By Katherine Hamilton
Pharmaceutical companies are facing a threat of tariffs after long being exempt that could push import costs higher and prompt them to rethink their footprints outside the U.S.
The tariffs announced by President Trump on Wednesday would add about $46 billion in import costs for the pharmaceutical industry if they are implemented in that sector, Bernstein analyst Courtney Breen estimates.
"Shifting to a world where there may be tariffs on pharmaceuticals is going to require reorganization and new strategies," Breen said. "What we probably will see is earnings contraction for some of these companies."
Shares of Abbvie fell 5%, to $192.71, on Friday. Merck slipped 5%, to $81.77; Eli Lilly declined 5%, to $747.84; and Pfizer was down 4%, to $23.35.
Drug companies do a lot of manufacturing in countries where the corporate-tax rate is low, such as Ireland and Switzerland. They can then import those products to the U.S., where the bulk of their revenue comes from, without paying duties because they are tariff-exempt.
Abbvie and Merck have some of the largest footprints in Ireland of manufacturing sites that are registered to import to the U.S., TD Cowen analyst Steve Scala said. That means those companies are at risk of having to pay tariffs on all the products they import from those plants, adding a cost that could offset the savings from the lower tax rate.

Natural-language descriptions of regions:
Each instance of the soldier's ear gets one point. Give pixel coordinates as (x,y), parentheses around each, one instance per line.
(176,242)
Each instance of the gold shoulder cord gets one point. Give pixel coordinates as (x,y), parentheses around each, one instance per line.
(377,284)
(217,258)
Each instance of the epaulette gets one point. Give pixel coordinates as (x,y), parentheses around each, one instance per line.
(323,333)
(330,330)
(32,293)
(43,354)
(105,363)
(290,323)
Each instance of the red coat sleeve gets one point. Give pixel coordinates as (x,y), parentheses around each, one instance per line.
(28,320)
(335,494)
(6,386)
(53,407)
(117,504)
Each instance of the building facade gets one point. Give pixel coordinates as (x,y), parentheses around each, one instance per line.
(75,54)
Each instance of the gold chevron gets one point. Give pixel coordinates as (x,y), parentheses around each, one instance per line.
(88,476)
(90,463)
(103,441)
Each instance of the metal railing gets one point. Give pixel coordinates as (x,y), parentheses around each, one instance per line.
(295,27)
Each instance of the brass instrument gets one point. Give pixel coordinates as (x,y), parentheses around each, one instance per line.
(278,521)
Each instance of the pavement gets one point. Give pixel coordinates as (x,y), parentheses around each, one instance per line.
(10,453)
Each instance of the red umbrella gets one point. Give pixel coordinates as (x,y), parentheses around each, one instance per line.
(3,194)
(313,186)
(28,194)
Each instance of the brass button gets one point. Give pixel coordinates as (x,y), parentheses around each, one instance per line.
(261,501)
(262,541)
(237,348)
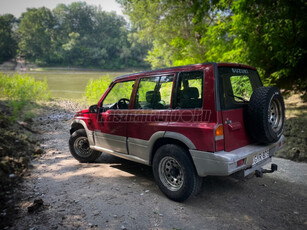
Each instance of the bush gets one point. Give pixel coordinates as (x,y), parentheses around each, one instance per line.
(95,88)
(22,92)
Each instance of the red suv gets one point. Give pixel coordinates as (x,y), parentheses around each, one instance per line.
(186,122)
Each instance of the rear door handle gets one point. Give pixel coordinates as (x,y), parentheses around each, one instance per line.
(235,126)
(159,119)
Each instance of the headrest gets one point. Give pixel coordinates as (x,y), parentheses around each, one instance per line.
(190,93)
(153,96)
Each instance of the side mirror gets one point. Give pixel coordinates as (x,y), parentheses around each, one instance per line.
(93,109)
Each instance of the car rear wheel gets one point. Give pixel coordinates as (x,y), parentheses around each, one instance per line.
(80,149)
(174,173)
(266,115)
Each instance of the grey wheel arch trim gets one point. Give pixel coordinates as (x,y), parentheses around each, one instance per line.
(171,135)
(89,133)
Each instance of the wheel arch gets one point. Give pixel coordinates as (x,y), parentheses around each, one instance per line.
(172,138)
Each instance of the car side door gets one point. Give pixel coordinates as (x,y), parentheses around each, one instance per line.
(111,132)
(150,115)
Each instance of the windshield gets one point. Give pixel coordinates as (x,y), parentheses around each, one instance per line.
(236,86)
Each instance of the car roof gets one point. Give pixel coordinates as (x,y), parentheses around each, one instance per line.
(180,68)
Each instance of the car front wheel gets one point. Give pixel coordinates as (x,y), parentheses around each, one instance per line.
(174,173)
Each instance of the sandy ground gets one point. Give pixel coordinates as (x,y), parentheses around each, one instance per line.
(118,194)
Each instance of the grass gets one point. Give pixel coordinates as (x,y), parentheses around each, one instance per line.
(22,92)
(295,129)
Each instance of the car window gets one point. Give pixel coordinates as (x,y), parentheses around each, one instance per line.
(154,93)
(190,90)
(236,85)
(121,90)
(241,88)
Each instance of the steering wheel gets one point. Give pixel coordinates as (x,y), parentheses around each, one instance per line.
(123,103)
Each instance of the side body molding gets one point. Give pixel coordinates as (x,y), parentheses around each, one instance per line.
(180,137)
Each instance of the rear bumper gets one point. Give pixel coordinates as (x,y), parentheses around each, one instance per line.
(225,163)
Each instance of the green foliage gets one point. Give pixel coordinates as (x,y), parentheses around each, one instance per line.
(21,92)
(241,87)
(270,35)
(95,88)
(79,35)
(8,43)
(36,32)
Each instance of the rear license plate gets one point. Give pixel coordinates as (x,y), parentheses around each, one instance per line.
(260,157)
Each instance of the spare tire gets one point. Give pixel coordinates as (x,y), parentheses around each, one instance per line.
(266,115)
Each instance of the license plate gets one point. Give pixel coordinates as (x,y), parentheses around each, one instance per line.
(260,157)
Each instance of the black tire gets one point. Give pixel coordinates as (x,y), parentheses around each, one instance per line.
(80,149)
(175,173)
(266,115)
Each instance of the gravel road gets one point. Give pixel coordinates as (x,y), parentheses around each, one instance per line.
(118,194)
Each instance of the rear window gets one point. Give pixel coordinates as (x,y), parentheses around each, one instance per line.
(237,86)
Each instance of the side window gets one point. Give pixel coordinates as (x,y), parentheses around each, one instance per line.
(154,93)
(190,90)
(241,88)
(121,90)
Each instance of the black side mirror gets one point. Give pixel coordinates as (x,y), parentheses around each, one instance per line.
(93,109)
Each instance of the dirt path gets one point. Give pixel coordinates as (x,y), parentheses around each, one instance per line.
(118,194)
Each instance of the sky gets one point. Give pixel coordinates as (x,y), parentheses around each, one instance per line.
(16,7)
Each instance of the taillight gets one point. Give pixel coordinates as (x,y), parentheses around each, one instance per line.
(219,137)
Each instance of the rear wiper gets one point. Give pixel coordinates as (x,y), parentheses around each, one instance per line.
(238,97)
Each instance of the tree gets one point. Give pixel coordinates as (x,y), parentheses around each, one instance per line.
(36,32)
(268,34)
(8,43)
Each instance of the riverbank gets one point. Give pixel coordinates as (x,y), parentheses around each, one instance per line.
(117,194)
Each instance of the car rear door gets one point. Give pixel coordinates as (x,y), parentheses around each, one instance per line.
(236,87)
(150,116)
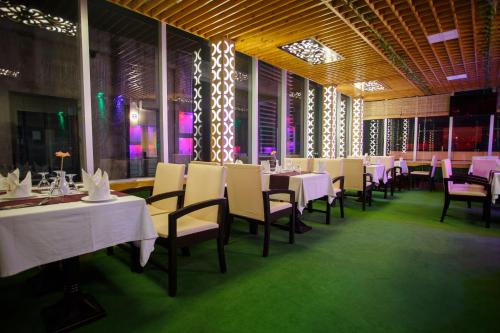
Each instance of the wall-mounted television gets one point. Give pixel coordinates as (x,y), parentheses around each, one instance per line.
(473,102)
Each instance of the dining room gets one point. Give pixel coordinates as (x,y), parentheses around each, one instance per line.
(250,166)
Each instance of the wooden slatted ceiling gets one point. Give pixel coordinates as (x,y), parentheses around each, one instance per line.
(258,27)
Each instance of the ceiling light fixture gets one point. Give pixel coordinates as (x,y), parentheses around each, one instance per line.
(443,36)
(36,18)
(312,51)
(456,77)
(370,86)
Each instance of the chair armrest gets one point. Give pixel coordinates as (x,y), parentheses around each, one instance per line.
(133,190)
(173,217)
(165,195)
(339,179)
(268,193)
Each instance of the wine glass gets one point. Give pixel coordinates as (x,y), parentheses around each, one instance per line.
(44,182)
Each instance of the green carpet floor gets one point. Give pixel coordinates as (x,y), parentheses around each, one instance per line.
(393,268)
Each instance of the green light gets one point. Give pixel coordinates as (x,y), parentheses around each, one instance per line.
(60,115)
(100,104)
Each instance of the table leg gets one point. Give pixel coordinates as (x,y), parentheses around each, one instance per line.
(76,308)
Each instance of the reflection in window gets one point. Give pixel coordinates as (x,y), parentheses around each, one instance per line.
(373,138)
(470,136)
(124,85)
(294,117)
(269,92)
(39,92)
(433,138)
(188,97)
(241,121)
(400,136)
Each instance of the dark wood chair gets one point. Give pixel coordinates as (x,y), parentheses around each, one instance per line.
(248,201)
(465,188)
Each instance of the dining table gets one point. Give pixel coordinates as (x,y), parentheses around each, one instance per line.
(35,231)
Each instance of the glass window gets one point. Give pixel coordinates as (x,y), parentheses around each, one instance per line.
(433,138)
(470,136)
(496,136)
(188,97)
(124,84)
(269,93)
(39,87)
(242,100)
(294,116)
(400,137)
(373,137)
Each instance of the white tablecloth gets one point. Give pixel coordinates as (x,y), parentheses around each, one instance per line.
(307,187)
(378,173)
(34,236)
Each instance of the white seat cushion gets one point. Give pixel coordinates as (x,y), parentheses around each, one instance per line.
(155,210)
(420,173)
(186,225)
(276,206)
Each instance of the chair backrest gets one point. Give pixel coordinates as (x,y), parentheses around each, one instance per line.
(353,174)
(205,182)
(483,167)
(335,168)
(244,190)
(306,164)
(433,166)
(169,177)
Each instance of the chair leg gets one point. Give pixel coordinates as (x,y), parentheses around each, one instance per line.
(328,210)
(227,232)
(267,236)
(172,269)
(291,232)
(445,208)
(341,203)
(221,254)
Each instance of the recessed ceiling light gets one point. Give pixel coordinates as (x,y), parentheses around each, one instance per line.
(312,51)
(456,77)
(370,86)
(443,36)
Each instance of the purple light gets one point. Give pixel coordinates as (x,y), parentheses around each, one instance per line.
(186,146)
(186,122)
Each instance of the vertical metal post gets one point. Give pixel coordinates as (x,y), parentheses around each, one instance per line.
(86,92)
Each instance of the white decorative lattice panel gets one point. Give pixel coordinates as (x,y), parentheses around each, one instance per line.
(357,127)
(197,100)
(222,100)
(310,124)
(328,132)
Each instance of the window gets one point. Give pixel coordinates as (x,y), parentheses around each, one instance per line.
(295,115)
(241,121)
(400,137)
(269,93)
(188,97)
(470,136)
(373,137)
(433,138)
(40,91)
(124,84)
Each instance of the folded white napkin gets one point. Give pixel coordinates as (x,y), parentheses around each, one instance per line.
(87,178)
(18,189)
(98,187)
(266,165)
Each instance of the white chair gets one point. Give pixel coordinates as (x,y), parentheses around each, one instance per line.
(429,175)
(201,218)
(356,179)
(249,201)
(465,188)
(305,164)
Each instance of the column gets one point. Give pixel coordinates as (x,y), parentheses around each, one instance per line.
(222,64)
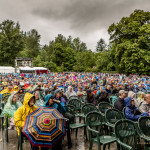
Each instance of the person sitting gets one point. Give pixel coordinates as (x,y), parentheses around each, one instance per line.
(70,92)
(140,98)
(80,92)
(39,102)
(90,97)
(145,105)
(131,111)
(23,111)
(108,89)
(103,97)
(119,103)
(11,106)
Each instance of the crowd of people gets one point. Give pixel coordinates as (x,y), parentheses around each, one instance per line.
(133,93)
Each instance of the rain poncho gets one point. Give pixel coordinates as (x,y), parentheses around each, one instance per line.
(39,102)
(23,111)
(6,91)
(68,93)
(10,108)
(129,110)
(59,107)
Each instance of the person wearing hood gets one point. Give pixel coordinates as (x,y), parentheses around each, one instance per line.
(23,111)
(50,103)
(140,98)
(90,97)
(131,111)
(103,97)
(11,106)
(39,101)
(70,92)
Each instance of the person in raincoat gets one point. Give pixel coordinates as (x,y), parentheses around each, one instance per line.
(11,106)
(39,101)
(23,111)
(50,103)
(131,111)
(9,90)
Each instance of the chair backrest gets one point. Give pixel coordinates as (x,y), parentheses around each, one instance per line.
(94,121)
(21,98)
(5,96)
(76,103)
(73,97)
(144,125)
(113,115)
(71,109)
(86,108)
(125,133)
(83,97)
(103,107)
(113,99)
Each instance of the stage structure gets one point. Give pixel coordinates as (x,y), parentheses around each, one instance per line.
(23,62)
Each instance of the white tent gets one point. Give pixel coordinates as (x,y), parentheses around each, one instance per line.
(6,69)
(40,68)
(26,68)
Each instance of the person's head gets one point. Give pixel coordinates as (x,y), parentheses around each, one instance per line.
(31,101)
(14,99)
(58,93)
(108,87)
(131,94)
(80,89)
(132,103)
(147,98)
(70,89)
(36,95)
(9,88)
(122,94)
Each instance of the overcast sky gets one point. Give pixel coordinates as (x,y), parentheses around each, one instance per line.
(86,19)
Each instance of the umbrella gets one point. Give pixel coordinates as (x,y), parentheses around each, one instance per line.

* * *

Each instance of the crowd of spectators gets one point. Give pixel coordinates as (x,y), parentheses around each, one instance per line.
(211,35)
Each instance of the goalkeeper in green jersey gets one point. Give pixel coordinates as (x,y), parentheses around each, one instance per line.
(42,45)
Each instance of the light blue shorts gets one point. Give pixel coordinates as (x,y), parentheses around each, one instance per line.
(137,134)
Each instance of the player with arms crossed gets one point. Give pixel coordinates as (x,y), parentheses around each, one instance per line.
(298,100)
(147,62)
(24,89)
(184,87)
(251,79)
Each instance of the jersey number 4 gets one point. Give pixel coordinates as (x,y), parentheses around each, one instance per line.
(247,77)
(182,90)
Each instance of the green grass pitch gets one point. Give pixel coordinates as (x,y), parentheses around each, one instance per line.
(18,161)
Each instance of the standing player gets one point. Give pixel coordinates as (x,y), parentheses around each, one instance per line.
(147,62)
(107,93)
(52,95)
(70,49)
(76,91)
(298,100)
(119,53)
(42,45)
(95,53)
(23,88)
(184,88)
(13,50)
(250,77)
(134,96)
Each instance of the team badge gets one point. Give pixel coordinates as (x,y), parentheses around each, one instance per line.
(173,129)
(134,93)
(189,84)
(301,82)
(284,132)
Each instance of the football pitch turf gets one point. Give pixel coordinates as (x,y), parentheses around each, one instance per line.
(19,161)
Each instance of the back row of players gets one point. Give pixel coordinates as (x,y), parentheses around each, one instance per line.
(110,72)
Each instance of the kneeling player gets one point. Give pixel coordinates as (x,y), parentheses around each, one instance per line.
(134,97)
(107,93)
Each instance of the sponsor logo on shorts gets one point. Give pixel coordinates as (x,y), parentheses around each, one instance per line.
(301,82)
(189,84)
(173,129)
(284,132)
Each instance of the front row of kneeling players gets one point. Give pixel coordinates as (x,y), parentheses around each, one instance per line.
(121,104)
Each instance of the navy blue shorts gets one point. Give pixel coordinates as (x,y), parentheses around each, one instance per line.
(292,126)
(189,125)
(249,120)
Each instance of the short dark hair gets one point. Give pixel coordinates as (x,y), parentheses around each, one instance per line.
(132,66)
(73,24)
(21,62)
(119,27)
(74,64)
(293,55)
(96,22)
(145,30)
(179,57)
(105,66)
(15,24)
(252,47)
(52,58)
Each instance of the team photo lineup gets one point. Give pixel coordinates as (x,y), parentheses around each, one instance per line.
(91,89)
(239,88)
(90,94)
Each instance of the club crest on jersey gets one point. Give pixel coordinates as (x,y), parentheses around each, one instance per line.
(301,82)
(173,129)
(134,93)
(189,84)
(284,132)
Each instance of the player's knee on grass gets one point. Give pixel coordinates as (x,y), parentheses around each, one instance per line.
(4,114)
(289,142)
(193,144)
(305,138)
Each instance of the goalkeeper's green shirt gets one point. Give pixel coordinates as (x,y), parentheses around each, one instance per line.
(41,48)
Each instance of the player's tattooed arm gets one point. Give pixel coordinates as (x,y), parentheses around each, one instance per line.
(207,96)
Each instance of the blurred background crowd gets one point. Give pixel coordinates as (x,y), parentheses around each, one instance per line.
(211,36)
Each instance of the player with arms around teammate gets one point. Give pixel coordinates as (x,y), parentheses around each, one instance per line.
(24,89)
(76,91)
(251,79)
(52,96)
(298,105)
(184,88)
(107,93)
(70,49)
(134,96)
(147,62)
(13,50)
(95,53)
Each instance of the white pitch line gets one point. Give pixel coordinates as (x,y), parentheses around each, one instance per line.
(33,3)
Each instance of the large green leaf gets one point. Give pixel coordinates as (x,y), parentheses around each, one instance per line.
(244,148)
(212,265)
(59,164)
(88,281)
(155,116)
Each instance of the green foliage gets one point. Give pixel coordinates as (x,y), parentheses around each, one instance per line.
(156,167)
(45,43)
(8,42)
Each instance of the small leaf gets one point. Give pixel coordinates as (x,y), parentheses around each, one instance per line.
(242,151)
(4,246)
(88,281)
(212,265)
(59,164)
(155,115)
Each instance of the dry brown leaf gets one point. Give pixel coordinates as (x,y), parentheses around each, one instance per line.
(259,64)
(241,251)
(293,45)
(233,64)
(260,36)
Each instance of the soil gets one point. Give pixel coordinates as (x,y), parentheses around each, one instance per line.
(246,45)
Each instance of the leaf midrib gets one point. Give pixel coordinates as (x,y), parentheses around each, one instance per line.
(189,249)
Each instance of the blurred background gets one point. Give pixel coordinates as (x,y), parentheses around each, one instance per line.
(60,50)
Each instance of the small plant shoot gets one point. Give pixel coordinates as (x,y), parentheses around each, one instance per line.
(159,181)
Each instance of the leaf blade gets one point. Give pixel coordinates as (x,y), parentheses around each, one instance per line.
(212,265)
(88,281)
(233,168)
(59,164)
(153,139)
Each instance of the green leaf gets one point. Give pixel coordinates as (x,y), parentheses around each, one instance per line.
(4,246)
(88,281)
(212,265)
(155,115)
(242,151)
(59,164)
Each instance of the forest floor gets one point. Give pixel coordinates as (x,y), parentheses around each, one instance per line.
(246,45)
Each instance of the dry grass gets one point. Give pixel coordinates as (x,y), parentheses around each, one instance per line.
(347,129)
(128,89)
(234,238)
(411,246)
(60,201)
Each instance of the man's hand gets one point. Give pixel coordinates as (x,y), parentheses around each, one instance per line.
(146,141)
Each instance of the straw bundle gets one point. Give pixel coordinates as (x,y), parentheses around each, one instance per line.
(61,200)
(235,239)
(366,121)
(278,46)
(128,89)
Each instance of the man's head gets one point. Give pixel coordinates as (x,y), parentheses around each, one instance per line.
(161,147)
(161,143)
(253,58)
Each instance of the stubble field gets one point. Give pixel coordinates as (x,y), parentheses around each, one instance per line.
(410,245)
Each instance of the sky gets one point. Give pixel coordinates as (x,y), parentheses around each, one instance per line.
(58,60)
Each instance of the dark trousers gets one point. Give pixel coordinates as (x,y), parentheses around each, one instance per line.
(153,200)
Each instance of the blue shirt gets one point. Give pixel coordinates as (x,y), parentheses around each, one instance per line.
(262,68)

• **Brief A**
Update the pharmaceutical tariffs article from the words "Drug companies do" through "they are tariff-exempt.", replacing "corporate-tax rate" with "corporate tax rate".
• **Brief B**
Go on writing the pharmaceutical tariffs article, starting after its last sentence.
The listing isn't needed here.

• **Exercise output A**
Drug companies do a lot of manufacturing in countries where the corporate tax rate is low, such as Ireland and Switzerland. They can then import those products to the U.S., where the bulk of their revenue comes from, without paying duties because they are tariff-exempt.

• **Exercise output B**
Quickly moving to the U.S. as a response to tariffs will be difficult. Construction timelines for new pharmaceutical manufacturing sites typically run at least four years due to stringent regulations, Ernst & Young's Tracee Fultz, who advises companies in the life sciences space, said. Companies require billions of dollars and a labor pool with specialized skills to build a plant in a new location, plus they have to meet quality standards and gain regulatory approval from that country.
"Both talent and capital are going to weigh heavily on that decision and in some cases that may outweigh the amount of the tariff," Fultz said.
Rather than move existing plants, companies are more likely to choose the U.S. as a location for new sites, Breen said. For example, Eli Lilly said in February it plans to bolster domestic medicine production.
Breen said the pharmaceutical industry body is powerful when it comes to lobbying, so there is a chance it could negotiate with Trump to keep the sector exempt from tariffs. At the same time, the automotive industry also has a strong lobby, but it has so far proved unsuccessful at keeping car makers exempt, she said.
"It still does look like a pretty punitive environment that these industry bodies are negotiating in," she said.
Write to Katherine Hamilton at katherine.hamilton@wsj.com
(END) Dow Jones Newswires
April 04, 2025 14:13 ET (18:13 GMT)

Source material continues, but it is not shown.